# What to work on
Out of the listing below, copy every line that carries the string "diver".

# Information shown
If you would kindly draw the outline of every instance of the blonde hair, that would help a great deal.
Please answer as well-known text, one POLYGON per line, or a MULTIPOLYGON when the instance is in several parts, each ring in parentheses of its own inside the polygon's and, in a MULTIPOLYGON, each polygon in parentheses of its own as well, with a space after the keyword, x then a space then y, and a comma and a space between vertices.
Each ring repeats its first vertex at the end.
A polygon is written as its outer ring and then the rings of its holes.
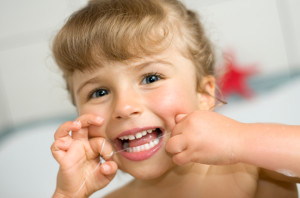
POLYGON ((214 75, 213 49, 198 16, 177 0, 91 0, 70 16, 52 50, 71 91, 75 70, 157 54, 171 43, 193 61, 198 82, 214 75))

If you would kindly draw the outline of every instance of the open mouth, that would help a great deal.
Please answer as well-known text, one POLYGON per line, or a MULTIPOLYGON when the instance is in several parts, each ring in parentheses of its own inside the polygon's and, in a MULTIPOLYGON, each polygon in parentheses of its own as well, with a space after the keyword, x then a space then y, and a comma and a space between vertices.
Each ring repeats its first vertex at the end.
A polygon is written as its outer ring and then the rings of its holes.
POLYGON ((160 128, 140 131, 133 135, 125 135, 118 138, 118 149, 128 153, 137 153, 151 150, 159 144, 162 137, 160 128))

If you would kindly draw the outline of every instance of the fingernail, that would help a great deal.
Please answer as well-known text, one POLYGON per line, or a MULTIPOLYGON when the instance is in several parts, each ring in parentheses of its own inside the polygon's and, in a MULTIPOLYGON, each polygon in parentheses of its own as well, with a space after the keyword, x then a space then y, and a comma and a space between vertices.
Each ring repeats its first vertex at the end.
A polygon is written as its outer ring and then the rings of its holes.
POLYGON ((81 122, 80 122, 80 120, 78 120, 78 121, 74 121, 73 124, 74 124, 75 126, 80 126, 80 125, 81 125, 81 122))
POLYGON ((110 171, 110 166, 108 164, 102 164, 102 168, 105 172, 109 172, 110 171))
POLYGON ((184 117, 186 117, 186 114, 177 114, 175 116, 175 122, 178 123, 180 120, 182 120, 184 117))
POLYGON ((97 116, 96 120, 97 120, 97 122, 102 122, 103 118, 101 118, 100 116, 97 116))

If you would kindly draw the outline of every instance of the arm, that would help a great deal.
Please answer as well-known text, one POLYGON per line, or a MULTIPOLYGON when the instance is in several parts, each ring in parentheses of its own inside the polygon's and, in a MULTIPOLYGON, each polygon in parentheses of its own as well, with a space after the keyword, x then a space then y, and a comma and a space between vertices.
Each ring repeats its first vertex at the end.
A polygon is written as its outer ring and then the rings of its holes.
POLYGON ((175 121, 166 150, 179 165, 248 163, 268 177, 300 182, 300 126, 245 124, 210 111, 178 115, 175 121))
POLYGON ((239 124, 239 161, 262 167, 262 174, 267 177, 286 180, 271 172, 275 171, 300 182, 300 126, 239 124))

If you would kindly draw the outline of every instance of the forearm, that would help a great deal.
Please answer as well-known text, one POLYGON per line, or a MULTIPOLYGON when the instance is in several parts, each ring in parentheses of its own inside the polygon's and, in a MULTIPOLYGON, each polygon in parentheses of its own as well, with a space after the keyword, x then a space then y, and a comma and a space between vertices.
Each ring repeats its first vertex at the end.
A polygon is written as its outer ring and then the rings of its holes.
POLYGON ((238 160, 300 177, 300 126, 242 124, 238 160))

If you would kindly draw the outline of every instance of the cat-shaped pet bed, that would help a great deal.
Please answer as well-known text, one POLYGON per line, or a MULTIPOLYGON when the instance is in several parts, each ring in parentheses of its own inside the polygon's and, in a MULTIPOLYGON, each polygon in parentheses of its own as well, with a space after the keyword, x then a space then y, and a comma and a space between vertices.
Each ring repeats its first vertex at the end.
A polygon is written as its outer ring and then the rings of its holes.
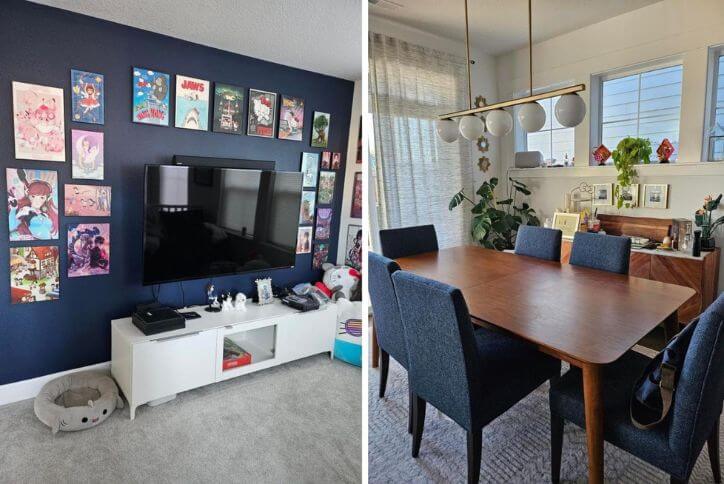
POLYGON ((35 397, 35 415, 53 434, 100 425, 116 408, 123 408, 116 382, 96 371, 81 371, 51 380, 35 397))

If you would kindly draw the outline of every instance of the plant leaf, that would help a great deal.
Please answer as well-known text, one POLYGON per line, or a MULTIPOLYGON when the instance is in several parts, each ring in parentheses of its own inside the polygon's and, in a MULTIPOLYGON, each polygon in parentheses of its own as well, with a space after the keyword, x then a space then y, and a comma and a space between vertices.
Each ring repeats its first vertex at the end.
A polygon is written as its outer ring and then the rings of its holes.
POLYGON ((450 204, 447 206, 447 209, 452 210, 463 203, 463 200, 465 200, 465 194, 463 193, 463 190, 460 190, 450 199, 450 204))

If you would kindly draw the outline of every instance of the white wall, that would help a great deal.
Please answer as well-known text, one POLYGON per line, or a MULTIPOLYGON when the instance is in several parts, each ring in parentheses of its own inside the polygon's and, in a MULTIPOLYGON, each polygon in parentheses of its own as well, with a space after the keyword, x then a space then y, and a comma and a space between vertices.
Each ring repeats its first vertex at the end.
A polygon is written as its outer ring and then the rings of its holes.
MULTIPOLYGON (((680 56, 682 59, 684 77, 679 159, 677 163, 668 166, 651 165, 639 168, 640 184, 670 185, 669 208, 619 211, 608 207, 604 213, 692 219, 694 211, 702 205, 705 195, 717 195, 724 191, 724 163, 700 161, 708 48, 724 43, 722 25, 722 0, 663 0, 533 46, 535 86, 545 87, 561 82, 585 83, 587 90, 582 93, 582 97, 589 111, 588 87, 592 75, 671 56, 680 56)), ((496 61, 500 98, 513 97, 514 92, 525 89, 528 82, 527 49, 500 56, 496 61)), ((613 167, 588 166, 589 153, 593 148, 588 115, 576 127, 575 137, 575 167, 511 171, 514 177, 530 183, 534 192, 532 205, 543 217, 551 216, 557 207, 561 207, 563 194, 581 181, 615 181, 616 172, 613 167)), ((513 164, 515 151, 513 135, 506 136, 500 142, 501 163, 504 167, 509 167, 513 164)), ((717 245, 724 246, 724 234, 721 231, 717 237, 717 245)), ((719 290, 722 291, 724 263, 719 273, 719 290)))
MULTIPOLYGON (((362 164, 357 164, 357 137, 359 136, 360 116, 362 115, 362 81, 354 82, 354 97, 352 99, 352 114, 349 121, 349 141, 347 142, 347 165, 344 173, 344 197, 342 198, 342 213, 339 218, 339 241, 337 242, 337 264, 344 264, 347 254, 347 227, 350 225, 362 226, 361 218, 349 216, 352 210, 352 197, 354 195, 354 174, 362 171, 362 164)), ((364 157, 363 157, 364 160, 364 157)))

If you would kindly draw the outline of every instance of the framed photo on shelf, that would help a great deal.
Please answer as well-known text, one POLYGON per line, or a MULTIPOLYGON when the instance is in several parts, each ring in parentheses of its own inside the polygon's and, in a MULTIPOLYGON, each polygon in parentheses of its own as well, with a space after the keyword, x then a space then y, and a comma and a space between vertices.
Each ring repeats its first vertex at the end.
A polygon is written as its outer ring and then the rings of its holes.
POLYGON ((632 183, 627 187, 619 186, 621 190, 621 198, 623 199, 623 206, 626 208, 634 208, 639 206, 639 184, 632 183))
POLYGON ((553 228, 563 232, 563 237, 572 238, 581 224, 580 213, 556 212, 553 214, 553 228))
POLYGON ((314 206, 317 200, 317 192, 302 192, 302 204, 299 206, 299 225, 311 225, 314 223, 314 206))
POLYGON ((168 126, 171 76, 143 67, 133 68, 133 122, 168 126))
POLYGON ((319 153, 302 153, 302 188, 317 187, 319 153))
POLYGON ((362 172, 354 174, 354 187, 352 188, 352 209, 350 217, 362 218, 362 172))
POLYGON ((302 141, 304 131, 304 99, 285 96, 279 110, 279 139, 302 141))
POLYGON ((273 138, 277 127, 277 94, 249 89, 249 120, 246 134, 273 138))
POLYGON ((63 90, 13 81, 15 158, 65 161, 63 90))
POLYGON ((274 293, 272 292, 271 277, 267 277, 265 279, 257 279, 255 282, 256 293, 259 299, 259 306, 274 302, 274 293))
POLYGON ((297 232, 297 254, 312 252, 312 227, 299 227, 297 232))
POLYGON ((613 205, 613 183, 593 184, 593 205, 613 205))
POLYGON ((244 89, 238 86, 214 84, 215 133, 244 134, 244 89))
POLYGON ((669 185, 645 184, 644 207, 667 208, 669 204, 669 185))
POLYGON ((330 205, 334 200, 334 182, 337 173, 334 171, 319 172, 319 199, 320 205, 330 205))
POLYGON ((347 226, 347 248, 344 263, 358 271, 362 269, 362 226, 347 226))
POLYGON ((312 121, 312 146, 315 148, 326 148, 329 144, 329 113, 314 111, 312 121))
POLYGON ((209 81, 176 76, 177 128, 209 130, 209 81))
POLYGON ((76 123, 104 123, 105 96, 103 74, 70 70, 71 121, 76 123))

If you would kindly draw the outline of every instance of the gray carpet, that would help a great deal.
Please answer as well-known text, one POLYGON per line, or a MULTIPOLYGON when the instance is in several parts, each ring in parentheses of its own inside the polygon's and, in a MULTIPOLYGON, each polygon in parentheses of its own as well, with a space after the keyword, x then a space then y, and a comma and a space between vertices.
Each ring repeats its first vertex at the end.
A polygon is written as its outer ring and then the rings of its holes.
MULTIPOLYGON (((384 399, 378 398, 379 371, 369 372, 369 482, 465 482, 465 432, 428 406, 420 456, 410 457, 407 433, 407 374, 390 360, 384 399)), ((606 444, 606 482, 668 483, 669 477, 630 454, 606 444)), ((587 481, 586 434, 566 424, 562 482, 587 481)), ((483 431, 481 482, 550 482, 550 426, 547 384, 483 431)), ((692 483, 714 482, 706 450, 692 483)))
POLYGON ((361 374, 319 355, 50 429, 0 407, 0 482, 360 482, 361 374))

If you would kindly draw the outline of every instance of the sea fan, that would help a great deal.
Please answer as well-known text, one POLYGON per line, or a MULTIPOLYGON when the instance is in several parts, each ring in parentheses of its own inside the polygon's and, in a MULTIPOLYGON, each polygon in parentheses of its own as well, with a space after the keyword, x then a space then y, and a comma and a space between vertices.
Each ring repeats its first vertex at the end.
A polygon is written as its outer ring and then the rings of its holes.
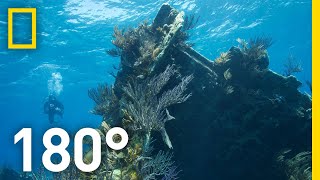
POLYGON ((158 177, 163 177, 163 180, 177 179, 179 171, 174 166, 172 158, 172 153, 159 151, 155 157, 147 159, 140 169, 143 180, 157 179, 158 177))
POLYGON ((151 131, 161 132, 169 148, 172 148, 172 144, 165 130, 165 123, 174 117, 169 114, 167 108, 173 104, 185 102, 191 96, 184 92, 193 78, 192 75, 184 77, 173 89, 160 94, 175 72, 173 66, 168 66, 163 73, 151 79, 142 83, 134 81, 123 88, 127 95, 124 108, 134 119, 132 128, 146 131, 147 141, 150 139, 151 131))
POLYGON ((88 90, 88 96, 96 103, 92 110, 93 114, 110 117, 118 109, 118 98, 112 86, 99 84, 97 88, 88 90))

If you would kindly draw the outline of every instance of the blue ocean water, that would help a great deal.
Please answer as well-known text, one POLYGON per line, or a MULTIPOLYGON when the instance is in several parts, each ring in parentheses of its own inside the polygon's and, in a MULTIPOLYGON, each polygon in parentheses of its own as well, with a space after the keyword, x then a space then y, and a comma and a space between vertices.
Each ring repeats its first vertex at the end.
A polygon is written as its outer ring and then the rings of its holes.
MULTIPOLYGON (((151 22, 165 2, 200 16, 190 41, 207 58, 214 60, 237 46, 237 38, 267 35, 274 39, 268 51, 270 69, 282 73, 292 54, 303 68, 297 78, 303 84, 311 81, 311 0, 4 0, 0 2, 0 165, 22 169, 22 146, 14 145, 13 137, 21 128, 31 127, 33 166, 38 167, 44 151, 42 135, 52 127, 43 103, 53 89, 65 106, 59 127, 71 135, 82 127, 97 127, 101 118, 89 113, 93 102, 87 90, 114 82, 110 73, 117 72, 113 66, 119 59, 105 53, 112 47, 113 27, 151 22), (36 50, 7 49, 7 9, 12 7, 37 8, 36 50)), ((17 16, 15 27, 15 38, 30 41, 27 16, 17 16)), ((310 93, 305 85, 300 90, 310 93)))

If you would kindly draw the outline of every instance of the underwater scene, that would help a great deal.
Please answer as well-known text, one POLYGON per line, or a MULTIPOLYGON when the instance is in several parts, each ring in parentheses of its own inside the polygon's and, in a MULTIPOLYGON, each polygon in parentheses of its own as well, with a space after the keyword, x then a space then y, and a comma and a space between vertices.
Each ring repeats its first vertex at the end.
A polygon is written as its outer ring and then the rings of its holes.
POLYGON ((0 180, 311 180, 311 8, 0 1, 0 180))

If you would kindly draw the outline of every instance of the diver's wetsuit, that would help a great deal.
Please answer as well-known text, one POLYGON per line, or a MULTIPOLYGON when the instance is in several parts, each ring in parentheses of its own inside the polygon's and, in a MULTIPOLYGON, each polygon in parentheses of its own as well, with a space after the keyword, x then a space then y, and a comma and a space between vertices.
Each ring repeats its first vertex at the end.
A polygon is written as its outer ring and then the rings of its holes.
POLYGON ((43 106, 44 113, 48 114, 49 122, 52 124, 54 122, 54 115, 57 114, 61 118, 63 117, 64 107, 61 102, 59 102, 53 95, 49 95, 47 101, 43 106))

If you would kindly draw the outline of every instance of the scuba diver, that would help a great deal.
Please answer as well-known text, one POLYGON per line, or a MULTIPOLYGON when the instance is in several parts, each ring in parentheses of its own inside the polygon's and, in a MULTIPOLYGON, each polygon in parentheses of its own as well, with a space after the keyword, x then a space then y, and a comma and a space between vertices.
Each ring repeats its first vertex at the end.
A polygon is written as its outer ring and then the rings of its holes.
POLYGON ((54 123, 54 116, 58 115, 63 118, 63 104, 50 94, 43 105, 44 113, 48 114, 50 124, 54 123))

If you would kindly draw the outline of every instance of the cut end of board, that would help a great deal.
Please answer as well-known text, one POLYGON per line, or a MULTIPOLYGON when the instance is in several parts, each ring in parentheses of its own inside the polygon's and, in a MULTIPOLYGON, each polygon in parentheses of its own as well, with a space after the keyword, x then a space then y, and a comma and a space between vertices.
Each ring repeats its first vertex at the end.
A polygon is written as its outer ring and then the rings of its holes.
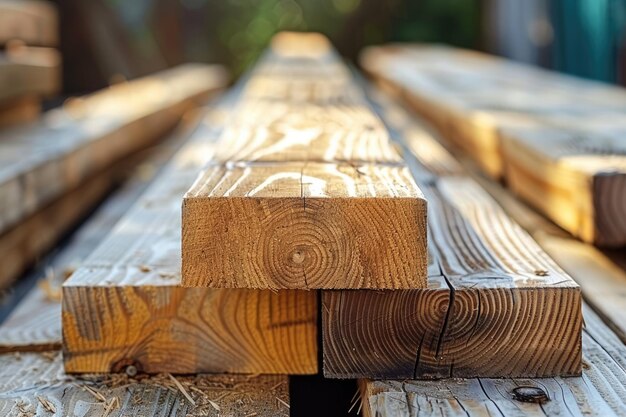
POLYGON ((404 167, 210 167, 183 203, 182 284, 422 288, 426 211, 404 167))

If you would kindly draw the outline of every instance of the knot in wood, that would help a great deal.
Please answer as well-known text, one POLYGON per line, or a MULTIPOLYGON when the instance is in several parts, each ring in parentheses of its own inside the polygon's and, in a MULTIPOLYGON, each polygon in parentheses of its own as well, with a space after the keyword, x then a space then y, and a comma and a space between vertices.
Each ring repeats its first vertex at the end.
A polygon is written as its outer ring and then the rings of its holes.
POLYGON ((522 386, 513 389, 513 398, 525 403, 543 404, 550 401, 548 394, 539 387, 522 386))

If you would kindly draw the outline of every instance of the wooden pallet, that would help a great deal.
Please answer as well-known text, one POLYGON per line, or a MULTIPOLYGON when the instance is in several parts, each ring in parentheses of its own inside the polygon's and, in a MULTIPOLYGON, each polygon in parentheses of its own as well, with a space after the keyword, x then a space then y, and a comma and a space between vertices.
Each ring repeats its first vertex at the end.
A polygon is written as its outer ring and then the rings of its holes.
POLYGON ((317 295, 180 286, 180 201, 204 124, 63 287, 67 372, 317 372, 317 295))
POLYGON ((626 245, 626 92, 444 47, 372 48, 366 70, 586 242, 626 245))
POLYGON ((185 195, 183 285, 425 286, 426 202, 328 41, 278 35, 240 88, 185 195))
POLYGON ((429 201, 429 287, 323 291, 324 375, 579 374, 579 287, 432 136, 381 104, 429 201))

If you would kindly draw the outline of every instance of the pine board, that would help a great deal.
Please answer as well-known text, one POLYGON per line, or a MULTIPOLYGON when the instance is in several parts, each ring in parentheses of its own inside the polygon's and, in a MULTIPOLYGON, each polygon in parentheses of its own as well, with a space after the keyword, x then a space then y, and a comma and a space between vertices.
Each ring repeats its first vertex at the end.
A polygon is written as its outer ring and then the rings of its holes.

# Completed task
If you would kindly draw the outline of every instance of the diver's wetsuit, that would help a great deal.
If you would kindly draw the outline of every instance of the scuba diver, that would help a great deal.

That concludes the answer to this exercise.